* _抽出テキスト_:

——————

中国「重要設備を独自開発」…米国は旧型半導体にも制裁拡大

中国「重要設備を独自開発」…米国は旧型半導体にも制裁拡大

 米中の半導体戦争が新たな局面を迎えている。米国の強硬な輸出規制にもかかわらず、中国半導体企業は独自技術で重要設備の開発に成功した。米国は欧州連合(EU)とともに制裁範囲を旧型半導体にまで拡大することを決めた。

【表】中国の主な半導体崛起プロジェクトと半導体自給率の推移

 香港紙サウスチャイナモーニングポストは3日、中国国営の半導体メーカー、上海微電子装備集団(SMEE)が年内に全面的に中国の独自技術で開発した28ナノメートル深紫外線(DUV)露光装置「SSA/800-10」を受注先に納入する計画だと報じた。露光装置は半導体材料であるウエハーに微細な回路を刻み込むのに際に使用される重要設備だ。28ナノメートル製造プロセスは2011年に本格的に採用された半導体製造技術で旧式技術だが、自動車、武器、第5世代(5G)移動通信システム、モノのインターネット(IoT)向け半導体の製造に今も広く使われている。米国が最先端半導体設備の対中輸出を阻んだのに対し、それを回避する手段を確保した格好だ。

 ブルームバーグ電は、米国が欧州連合(EU)と共同で中国の旧型半導体と関連する新しい規制の導入を検討していると報道した。旧型半導体は半導体市場全体の75%を占めるため、中国がシェアを拡大すれば、欧米の対中依存度が高まるリスクが伴う。オランダを除けば、これまで対中制裁に消極的だった欧州諸国も今回の制裁には積極的とされる。旧型半導体が主に使われる自動車分野が欧州の中核産業であるためだ。

■「28ナノ」を死守しようとする中国

 米国は昨年10月から18ナノメートル製造プロセス以下のDRAM、14ナノメートル製造プロセス以下のシステム半導体の生産設備・技術の対中輸出を規制している。中国政府はそれに対応するため、米国の輸出規制を受けない28ナノメートル製造プロセスの旧型半導体設備に目を向けた。今年3月には中国政府が上限なしの半導体補助金をSMEEなど半導体設備メーカーと自国ファウンドリー(受託生産)企業に支給する政策を検討中だと報じられた。4月には上海市政府が半導体・人工知能(AI)産業育成のために1000億元(約1兆9800億円)規模の産業投資基金を創設する公約を掲げた。

——————

* _データ項目_:

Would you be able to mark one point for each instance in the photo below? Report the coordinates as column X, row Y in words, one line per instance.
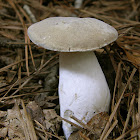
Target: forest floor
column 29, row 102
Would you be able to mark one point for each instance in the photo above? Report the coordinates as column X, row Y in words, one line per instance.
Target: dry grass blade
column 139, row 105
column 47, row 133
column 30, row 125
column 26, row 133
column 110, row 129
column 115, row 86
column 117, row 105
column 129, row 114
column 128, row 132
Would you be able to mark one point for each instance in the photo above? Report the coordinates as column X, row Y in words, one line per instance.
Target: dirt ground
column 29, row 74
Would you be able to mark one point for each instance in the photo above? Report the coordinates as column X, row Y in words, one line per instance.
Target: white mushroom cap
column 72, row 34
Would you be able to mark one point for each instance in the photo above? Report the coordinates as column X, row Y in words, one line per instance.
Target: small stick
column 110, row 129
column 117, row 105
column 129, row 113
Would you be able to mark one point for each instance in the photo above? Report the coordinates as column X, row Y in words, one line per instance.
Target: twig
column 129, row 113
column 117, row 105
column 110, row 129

——————

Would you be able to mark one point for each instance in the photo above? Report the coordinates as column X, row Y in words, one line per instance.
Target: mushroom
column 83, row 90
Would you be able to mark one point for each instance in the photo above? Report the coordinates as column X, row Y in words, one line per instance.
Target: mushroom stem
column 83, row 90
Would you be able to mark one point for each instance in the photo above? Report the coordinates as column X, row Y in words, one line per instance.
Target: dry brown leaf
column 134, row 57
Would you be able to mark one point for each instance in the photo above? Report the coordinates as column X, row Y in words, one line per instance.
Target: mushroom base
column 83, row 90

——————

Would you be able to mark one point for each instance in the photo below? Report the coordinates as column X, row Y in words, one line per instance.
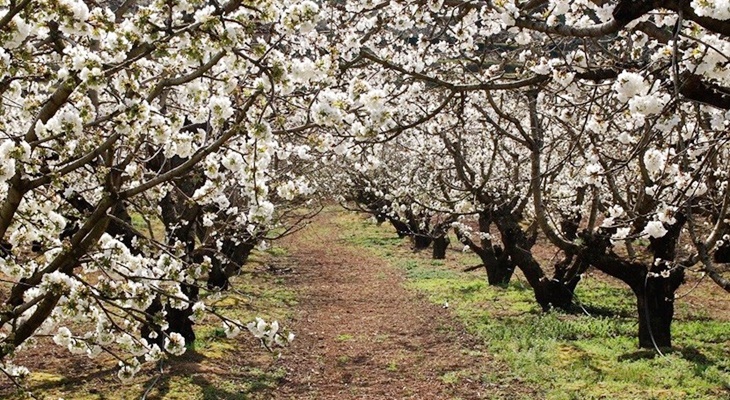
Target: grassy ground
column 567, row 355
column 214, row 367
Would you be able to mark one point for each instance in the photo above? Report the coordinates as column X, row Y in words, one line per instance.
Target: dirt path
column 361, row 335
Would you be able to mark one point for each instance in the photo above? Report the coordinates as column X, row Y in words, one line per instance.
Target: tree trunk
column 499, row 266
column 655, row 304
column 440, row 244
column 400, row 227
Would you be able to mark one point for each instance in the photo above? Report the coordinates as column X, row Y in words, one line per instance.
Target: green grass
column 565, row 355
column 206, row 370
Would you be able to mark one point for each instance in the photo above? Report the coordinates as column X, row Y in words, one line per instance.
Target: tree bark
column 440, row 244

——————

* _取り組む作業_:
抽出テキストをもとに、次の問いに答えてください。
1. SMEEが年内に受注先へ納入する計画の露光装置の名称は何か。
2. 旧型半導体は半導体市場全体の何%を占めるか。
3. 上海市政府が創設を公約した産業投資基金の規模はいくらか。

* _作業の解答_:
1. 「SSA/800-10」
2. 75%
3. 1000億元(約1兆9800億円)